● WRITTEN TASK
Please pull out every line below that contains the word "ragu", matching uppercase and lowercase letters exactly.
-------
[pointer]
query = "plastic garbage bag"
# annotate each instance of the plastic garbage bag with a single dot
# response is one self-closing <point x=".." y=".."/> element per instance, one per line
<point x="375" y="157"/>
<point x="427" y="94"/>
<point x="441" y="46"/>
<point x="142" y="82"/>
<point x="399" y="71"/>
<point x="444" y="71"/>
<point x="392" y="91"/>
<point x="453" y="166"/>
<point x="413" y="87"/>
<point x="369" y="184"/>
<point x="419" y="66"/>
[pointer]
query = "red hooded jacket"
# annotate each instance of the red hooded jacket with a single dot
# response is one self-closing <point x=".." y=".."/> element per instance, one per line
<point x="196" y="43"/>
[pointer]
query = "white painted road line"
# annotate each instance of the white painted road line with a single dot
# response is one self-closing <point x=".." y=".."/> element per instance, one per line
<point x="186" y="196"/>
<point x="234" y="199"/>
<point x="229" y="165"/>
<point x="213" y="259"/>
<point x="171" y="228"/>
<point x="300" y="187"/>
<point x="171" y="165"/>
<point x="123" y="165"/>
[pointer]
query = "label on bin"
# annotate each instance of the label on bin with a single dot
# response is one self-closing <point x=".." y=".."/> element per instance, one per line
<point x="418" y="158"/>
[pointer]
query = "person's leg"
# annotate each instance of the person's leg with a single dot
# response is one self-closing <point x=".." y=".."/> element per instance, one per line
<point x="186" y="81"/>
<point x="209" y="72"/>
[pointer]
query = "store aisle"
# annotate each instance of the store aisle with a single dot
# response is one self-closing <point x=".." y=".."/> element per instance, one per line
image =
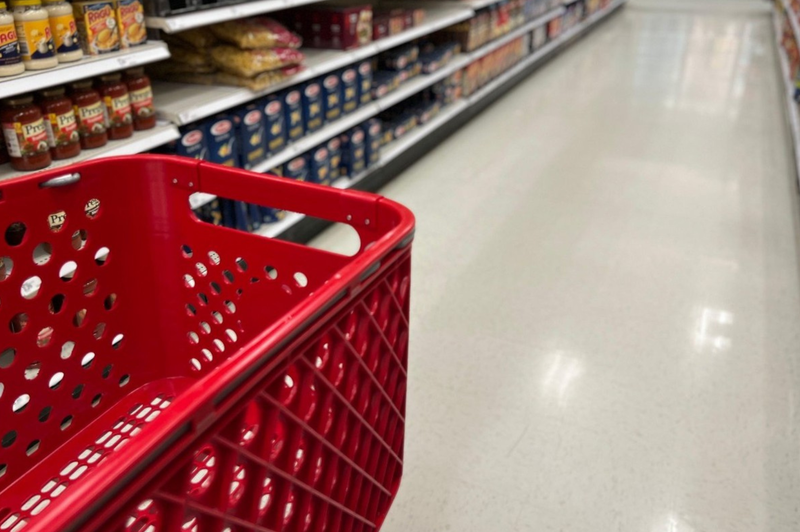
<point x="605" y="302"/>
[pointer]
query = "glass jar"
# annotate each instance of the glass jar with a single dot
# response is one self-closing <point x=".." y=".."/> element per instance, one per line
<point x="33" y="31"/>
<point x="10" y="58"/>
<point x="90" y="115"/>
<point x="62" y="128"/>
<point x="64" y="31"/>
<point x="25" y="134"/>
<point x="141" y="94"/>
<point x="119" y="119"/>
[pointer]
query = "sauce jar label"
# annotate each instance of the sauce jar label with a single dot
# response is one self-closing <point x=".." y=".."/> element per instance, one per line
<point x="65" y="33"/>
<point x="97" y="25"/>
<point x="119" y="110"/>
<point x="61" y="129"/>
<point x="131" y="23"/>
<point x="142" y="102"/>
<point x="24" y="140"/>
<point x="9" y="46"/>
<point x="35" y="39"/>
<point x="91" y="118"/>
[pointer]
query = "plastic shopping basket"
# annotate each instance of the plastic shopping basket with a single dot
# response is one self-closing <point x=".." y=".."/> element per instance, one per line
<point x="162" y="374"/>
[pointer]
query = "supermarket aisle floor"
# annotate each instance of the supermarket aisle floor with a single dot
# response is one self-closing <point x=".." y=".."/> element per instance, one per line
<point x="606" y="299"/>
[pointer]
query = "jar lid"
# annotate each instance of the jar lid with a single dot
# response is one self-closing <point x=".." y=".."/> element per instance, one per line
<point x="53" y="91"/>
<point x="20" y="100"/>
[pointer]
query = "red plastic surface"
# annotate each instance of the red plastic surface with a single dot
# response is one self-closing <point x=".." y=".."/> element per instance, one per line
<point x="160" y="374"/>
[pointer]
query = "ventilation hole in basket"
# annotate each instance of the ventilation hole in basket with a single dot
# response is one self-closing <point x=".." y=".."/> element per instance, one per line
<point x="116" y="343"/>
<point x="30" y="288"/>
<point x="67" y="271"/>
<point x="15" y="233"/>
<point x="67" y="349"/>
<point x="90" y="287"/>
<point x="32" y="447"/>
<point x="86" y="361"/>
<point x="301" y="279"/>
<point x="44" y="337"/>
<point x="92" y="208"/>
<point x="101" y="257"/>
<point x="42" y="254"/>
<point x="110" y="301"/>
<point x="79" y="318"/>
<point x="8" y="439"/>
<point x="18" y="322"/>
<point x="57" y="303"/>
<point x="55" y="380"/>
<point x="79" y="239"/>
<point x="32" y="371"/>
<point x="21" y="403"/>
<point x="7" y="357"/>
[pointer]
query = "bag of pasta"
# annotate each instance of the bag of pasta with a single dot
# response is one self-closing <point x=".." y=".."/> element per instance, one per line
<point x="248" y="63"/>
<point x="256" y="32"/>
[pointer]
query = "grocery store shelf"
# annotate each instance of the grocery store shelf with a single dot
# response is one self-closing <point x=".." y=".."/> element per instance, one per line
<point x="792" y="16"/>
<point x="140" y="141"/>
<point x="406" y="90"/>
<point x="791" y="105"/>
<point x="182" y="103"/>
<point x="33" y="80"/>
<point x="522" y="30"/>
<point x="204" y="17"/>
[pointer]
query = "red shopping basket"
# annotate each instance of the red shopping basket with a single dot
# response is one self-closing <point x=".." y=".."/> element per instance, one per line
<point x="161" y="374"/>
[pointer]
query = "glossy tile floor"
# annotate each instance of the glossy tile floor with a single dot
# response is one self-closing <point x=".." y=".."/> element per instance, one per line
<point x="606" y="308"/>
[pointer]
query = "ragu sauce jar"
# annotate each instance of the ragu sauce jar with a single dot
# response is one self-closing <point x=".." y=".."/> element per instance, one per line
<point x="90" y="115"/>
<point x="119" y="118"/>
<point x="141" y="94"/>
<point x="59" y="120"/>
<point x="25" y="134"/>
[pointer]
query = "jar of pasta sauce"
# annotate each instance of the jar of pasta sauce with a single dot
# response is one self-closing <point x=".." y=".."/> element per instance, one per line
<point x="62" y="128"/>
<point x="25" y="134"/>
<point x="119" y="118"/>
<point x="141" y="94"/>
<point x="90" y="115"/>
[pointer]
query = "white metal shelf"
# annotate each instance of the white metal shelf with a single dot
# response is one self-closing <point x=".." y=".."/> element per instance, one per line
<point x="182" y="103"/>
<point x="792" y="16"/>
<point x="140" y="141"/>
<point x="89" y="66"/>
<point x="791" y="105"/>
<point x="518" y="32"/>
<point x="197" y="19"/>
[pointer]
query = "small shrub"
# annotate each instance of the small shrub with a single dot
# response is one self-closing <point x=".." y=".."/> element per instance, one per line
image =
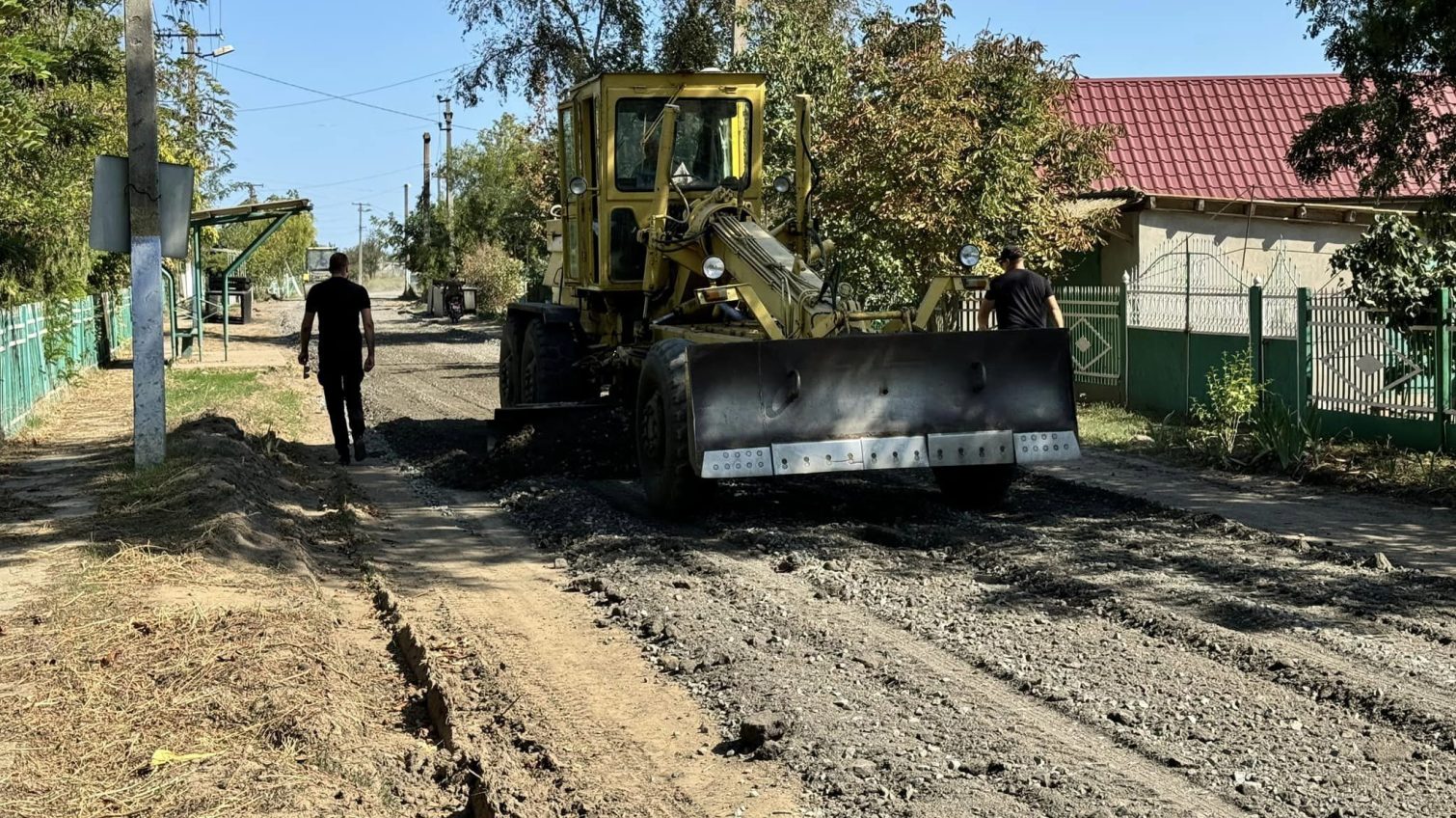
-------
● SOLUTION FOR THIS EXERCISE
query = "ragu sauce jar"
# annotate each instance of the ragu sauce jar with a single dot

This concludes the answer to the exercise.